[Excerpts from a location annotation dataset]

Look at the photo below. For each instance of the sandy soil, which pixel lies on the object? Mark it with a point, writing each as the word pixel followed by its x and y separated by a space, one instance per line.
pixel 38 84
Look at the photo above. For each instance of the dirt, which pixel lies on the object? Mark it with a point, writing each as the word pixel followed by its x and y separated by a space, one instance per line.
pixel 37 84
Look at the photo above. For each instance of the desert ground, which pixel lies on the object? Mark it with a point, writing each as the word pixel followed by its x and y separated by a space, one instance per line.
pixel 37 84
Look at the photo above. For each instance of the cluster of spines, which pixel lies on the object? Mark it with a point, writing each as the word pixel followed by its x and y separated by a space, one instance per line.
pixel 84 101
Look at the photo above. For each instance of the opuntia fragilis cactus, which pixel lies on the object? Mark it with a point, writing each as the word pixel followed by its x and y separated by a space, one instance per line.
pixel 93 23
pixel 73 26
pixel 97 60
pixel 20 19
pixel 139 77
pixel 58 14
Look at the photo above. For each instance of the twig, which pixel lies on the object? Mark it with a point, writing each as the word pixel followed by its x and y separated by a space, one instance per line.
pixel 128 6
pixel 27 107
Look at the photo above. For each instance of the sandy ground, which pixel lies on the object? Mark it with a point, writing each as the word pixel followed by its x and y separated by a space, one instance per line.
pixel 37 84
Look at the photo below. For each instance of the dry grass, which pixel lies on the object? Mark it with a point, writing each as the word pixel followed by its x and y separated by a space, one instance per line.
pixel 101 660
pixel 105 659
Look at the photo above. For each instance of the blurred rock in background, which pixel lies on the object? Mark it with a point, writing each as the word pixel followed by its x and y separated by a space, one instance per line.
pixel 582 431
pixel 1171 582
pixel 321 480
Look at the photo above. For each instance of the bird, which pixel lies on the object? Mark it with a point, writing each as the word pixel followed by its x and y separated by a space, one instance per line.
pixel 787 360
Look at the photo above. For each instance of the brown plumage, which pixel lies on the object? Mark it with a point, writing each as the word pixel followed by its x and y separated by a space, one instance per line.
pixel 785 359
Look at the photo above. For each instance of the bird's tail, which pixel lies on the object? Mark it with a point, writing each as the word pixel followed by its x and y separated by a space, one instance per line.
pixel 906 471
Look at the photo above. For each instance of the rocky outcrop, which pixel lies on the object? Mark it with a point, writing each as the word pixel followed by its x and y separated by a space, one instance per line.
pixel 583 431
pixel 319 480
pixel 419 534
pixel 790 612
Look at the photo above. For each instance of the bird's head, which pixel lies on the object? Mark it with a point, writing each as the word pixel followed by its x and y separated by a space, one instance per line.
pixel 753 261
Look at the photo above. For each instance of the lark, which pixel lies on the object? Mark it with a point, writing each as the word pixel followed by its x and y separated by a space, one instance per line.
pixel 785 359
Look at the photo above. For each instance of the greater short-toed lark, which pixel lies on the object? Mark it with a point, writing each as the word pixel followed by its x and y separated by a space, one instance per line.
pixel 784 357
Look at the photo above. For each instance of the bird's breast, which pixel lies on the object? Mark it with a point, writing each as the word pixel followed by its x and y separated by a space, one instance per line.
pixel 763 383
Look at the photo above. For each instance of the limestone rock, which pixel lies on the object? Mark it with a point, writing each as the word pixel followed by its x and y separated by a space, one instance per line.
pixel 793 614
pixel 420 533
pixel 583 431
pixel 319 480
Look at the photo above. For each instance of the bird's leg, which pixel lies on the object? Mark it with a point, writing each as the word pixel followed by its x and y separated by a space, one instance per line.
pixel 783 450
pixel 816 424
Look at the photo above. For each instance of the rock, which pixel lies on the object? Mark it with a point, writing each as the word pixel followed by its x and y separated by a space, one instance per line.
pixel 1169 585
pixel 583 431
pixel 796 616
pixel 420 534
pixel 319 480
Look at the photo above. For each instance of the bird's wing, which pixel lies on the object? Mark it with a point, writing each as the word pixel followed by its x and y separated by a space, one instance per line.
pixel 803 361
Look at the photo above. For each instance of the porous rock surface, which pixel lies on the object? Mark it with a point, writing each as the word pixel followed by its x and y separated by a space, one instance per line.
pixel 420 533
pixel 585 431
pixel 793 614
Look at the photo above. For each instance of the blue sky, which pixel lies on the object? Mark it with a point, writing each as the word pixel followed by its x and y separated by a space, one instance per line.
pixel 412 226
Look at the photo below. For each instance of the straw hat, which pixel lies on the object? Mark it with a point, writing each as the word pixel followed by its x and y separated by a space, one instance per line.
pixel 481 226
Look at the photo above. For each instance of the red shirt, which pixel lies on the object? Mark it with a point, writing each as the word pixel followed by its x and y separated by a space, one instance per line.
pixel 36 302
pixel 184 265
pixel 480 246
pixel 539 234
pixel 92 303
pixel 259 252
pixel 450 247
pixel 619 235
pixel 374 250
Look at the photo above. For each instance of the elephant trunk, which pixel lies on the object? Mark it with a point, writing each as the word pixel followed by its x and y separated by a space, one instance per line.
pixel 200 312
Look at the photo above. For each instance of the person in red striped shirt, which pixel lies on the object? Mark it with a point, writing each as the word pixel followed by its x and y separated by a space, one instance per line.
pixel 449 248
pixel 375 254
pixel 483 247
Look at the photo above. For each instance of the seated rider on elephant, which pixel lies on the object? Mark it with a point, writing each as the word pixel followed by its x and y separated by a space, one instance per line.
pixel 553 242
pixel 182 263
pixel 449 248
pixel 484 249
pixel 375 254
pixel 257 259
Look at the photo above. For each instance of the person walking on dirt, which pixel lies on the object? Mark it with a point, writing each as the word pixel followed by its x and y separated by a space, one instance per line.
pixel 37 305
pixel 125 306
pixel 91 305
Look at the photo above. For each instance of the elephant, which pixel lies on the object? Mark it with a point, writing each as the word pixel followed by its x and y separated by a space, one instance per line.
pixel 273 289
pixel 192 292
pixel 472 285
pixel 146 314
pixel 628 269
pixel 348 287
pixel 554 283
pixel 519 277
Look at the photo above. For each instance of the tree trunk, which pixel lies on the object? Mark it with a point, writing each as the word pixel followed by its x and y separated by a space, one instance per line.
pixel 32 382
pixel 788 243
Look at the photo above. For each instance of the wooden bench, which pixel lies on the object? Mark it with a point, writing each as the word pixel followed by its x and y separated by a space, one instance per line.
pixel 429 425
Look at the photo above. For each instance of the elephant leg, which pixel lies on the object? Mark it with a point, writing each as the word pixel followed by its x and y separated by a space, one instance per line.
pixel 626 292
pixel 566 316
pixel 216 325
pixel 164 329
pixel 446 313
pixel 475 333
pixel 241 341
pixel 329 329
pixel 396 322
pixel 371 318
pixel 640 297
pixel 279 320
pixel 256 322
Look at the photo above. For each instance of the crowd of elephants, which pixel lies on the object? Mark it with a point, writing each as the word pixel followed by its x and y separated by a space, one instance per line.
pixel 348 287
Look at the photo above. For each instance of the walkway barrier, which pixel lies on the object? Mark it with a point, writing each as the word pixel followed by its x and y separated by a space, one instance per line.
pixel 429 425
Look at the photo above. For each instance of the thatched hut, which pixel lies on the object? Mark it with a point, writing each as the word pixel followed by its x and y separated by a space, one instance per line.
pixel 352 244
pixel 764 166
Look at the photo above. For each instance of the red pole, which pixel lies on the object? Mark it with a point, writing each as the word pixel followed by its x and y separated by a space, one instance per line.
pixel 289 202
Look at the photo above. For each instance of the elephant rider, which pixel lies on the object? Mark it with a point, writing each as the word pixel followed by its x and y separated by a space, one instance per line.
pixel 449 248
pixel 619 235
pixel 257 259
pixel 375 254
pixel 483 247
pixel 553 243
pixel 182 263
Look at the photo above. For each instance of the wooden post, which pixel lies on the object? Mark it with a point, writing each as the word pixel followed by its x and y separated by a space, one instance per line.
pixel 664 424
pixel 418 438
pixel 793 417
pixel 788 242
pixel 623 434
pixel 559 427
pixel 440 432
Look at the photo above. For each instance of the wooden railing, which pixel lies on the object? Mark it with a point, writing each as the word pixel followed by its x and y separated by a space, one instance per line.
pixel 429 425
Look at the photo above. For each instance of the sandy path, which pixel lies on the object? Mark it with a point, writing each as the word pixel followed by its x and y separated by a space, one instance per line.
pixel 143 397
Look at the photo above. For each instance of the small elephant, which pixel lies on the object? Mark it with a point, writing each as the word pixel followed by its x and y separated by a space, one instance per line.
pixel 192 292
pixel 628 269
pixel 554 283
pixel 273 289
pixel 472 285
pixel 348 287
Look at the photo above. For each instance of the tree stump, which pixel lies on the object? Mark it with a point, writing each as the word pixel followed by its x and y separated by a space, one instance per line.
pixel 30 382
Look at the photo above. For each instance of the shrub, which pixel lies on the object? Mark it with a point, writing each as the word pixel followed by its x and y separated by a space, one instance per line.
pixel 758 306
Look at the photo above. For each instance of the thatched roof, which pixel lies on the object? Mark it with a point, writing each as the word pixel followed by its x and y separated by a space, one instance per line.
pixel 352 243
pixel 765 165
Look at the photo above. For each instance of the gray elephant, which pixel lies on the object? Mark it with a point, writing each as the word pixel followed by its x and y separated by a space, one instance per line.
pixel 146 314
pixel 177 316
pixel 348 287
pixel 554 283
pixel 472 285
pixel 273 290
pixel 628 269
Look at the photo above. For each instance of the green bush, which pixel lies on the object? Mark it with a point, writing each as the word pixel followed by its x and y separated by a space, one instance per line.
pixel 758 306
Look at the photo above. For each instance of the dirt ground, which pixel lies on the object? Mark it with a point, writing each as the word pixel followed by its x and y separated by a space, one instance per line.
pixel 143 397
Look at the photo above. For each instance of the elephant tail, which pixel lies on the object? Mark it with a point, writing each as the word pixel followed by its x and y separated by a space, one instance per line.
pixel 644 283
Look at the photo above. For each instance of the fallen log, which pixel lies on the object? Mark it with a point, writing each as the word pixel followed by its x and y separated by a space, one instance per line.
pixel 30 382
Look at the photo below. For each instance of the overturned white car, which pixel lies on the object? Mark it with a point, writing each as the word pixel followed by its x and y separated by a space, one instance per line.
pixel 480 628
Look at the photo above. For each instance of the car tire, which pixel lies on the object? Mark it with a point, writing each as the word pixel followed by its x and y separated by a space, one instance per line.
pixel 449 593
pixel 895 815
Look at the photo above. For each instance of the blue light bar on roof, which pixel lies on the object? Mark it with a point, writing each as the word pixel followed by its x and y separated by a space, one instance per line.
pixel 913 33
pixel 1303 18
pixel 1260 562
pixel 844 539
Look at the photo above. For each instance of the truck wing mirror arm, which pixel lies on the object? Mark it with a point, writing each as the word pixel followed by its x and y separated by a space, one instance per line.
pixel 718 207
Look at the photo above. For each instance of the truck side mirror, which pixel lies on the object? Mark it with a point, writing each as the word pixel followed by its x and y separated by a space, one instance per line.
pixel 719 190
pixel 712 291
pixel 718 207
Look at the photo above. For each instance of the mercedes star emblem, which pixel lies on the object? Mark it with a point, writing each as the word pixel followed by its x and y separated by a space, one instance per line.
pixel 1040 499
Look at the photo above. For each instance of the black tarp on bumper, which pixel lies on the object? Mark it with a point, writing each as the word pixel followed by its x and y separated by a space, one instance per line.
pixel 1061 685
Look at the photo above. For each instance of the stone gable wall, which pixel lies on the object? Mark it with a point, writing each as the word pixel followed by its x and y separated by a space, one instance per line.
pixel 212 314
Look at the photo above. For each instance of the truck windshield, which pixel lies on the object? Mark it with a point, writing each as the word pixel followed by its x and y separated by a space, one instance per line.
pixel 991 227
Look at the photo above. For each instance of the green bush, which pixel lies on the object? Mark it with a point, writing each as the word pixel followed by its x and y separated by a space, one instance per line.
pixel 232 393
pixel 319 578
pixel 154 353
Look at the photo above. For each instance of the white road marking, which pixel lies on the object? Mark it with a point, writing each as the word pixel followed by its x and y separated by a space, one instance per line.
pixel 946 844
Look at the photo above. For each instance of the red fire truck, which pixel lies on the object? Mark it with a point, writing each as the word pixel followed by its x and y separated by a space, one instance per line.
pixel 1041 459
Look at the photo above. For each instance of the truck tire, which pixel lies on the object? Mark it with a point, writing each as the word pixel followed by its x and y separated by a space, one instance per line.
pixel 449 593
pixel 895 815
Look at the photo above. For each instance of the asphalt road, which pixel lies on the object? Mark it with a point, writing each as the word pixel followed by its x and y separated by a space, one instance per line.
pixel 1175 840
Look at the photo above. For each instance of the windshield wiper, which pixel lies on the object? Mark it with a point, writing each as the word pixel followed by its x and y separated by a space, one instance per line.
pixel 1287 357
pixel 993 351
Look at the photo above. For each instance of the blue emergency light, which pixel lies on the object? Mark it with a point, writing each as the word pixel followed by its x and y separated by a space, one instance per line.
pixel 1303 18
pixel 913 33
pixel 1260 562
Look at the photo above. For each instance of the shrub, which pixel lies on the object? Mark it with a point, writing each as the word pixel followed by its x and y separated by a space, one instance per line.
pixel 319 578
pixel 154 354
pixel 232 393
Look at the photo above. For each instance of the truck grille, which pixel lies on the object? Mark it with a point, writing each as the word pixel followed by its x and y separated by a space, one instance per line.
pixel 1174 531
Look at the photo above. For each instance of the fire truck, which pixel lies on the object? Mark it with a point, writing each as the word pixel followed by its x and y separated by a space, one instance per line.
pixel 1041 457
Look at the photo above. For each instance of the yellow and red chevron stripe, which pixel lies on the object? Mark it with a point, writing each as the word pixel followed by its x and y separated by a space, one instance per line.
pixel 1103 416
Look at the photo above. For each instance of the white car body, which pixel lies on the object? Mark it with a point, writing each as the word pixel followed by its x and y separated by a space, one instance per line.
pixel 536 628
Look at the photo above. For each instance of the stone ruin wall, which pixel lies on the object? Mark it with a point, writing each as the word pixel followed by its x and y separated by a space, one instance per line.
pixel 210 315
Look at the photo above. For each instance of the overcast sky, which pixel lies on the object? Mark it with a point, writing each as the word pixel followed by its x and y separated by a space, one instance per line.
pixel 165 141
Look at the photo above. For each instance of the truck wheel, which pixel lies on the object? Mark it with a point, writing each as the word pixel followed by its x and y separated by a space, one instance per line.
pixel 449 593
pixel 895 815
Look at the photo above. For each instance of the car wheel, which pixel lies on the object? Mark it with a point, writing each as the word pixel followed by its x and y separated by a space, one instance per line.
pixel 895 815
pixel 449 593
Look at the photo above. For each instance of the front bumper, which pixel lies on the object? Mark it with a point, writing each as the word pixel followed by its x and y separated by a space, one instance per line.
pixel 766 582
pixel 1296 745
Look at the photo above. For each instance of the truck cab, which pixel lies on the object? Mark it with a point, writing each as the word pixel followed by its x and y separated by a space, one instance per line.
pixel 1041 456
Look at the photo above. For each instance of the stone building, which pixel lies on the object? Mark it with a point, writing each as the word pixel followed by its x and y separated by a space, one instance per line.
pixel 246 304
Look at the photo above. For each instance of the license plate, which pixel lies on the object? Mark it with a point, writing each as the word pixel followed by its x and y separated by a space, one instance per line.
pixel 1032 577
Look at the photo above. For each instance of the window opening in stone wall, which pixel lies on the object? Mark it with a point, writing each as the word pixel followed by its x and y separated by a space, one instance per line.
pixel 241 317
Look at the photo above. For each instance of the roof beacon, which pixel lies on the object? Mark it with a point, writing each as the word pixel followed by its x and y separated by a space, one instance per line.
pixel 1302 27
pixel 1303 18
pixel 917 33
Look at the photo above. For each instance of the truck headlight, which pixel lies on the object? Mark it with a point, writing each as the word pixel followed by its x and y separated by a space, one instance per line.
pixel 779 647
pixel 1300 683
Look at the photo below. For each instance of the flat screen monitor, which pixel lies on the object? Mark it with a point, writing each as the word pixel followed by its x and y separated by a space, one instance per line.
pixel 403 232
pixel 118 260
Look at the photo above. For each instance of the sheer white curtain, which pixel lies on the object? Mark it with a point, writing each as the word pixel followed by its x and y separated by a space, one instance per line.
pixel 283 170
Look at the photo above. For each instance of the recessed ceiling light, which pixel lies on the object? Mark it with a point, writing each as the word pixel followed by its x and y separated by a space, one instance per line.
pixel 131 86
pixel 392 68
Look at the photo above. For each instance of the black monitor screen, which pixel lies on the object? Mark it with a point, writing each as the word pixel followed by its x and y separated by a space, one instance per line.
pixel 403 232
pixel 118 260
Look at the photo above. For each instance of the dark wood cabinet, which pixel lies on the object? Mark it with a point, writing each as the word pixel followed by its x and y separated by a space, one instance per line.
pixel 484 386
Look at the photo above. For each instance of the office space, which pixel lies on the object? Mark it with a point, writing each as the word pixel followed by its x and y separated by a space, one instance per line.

## Directions
Copy, word for word, the stretch of the entries above from their very first line through the line containing "pixel 321 480", including that line.

## Correct result
Look at the photo below. For each instance of the sandy soil, which pixel lies on the object? Mark it with a point, writing each as the word pixel followed by its x and y separated by a space, one instance per line.
pixel 38 84
Look at the photo above. For each instance of the dirt, which pixel lies on the object? Mark it with a point, writing each as the word pixel followed by its x and y separated by a space, one instance per line.
pixel 37 84
Look at the photo above. For each instance of the desert ground, which pixel lies on the object? Mark it with a point, writing each as the word pixel followed by its x and y separated by a space, one instance per line.
pixel 37 84
Look at the photo above. For each instance of the cluster of spines, which pixel lies on the object? Mark it with a point, writing each as the word pixel followed by its x and y separated by a space, one instance per line.
pixel 84 101
Look at the photo above. For each instance of the opuntia fragilis cactus, which pixel lies on the object? Mark it with a point, writing each as the word pixel followed by its x and y separated by a space, one instance per line.
pixel 93 23
pixel 73 26
pixel 97 60
pixel 20 19
pixel 139 77
pixel 58 14
Look at the photo above. For each instance of the twig, which pixel lies on the object? Mark it with a point, writing each as the word pixel followed by its x and y separated by a space, one instance per line.
pixel 128 6
pixel 27 107
Look at the photo above. For each instance of the sandy ground, which pixel lies on the object? Mark it with a point, writing each as the word pixel followed by its x and y separated by a space, one instance per line.
pixel 37 84
Look at the photo below. For each instance of the dry grass, which pixel lies on the object? Mark it with a point, writing each as the word pixel followed by its x and y separated by a space, one instance per line.
pixel 101 660
pixel 105 659
Look at the photo above. For each instance of the blurred rock in background, which pixel lies on the object? Mark it with a point, writing each as the word pixel followed by its x and y separated by a space, one instance per line.
pixel 582 431
pixel 1171 582
pixel 321 480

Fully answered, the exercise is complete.